## 本文抜粋
------------------------------------------------------------------------
パリ・サンジェルマンに所属するブラジル代表のネイマールが、自身のキャリアにおける最悪の瞬間に言及した。DAZNで配信中のドキュメンタリー番組『ネイマール:ブラジル代表 王者の系譜』で涙ながらに振り返っている。
その最悪の瞬間は2014年7月4日、ブラジル・ワールドカップ(W杯)準々決勝のコロンビア戦で訪れた。試合終盤に後方からチャージを受け、腰椎骨折の重傷を負ったのだ。
「W杯の準決勝や決勝でプレーする夢が一瞬にして消えたんだ。背中に衝撃を受けた後、マルセロが起こしに来た。でも激痛で立てなかった。足を動かそうとしたけど、力が入らなかった。『感覚がない』と訴えて、その後ピッチから運び出された。試合終了まで残り2~3分だったと思う」
ネイマールは続ける。
------------------------------------------------------------------------
## 提供データ
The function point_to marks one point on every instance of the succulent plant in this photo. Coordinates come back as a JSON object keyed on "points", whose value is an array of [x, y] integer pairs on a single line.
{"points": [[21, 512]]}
------------------------------------------------------------------------
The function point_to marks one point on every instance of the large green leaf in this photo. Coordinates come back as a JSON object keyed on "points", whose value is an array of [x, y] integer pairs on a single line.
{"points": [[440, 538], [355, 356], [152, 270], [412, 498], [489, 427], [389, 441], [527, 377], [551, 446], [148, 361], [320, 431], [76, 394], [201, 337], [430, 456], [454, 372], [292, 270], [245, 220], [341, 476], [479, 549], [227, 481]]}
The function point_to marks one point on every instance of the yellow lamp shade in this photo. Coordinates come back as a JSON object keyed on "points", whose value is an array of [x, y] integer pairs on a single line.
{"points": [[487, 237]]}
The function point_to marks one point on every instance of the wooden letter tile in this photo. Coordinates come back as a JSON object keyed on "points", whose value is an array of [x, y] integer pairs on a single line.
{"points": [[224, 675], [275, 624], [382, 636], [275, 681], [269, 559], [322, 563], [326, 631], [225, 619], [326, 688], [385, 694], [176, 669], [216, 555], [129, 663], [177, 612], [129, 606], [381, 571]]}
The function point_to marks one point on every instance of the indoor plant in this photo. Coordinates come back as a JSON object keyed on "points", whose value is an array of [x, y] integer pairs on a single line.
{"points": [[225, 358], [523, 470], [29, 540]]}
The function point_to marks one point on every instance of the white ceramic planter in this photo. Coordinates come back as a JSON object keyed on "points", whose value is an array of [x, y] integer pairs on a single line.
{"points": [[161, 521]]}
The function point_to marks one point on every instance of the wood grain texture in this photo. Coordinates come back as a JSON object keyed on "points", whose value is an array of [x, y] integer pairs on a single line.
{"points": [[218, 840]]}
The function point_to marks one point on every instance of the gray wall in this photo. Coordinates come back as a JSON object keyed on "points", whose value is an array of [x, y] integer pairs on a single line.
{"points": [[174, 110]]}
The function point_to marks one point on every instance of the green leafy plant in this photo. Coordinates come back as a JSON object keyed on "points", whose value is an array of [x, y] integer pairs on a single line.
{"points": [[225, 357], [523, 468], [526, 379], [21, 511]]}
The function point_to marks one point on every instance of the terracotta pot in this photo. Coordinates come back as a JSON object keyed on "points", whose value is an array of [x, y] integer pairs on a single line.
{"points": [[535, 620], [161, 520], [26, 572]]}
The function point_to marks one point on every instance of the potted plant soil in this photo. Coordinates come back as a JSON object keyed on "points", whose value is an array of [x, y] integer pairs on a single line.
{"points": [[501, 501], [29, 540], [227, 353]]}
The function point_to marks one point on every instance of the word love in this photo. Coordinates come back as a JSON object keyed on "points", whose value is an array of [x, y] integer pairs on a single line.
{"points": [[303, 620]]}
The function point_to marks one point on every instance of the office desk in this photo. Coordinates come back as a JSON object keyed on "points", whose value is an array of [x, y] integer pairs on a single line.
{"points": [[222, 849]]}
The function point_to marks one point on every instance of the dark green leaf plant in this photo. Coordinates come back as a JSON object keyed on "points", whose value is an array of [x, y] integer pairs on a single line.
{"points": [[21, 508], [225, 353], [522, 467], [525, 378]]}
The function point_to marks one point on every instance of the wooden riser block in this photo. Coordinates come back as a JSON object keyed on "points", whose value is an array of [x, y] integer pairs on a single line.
------------------------------------------------------------------------
## 演習課題
1 – ネイマールの記事によると、彼が腰椎骨折を負ったのはいつの、どの試合か。
2 – ネイマールの記事にある本人の発言から、背中に衝撃を受けてからピッチから運び出されるまでの出来事を、起きた順にすべて列挙せよ。
3 – ネイマールの記事を、最後の文の後から書き継げ。

## 解答一覧
1 – 2014年7月4日、ブラジル・ワールドカップ準々決勝のコロンビア戦です。

2 –
1. 背中に衝撃を受けた
2. マルセロが起こしに来た
3. 激痛で立てなかった
4. 足を動かそうとしたが力が入らなかった
5. 『感覚がない』と訴えた
6. ピッチから運び出された

3 –
「覚えてるのは足が変な角度に曲がってたことだ。医師がまっすぐに伸ばそうとしたら激痛が走った。足は動かない。絶望的な気持ちになって泣いたよ。病院に運ばれて検査が済むと、医師に聞かれた。『いい知らせと悪い知らせがある。どちらを先に聞きたい』とね。悪い知らせから聞きたいと答えたら、『W杯は無理だ』と言われた。いい方を尋ねたら、『あと2cmズレていたら、一生歩けなかった』と」
最悪の事態は免れたものの、この時点でチームからの離脱が決定。セレソン(ブラジル代表の愛称)が準決勝に駒を進める一方で、ネイマールのブラジルW杯は終焉した。
「涙があふれてきたよ。W杯の舞台を去るのも、ケガをしたのも悲しかった。その後、病院から空港に向かい、担架に寝たまま貨物用トラックに乗せられた。チームメイトたちが見送りに来てくれたよ。全員がずっと泣いていたみたいに目を赤くしていた。
父さんに会ったのもその時だ。一緒に飛行機に乗った。僕はもう言葉が出なくて泣くばかりだった。とにかくね…。悲しい気持ちだった。悲しくて仕方なかったんだ」
その父は夜に眠る時も、自身のそばにいたという。
「一番つらかったのは夜中にふと目覚めると、父さんが号泣してた時だ。心から泣いていた。でも『泣いているの』と聞いたら、父さんは否定しながらこう言ったんだ。『お前が再びプレーするためなら……私の命を差し出す。お前と家族にとって今回のW杯は夢だった』とね。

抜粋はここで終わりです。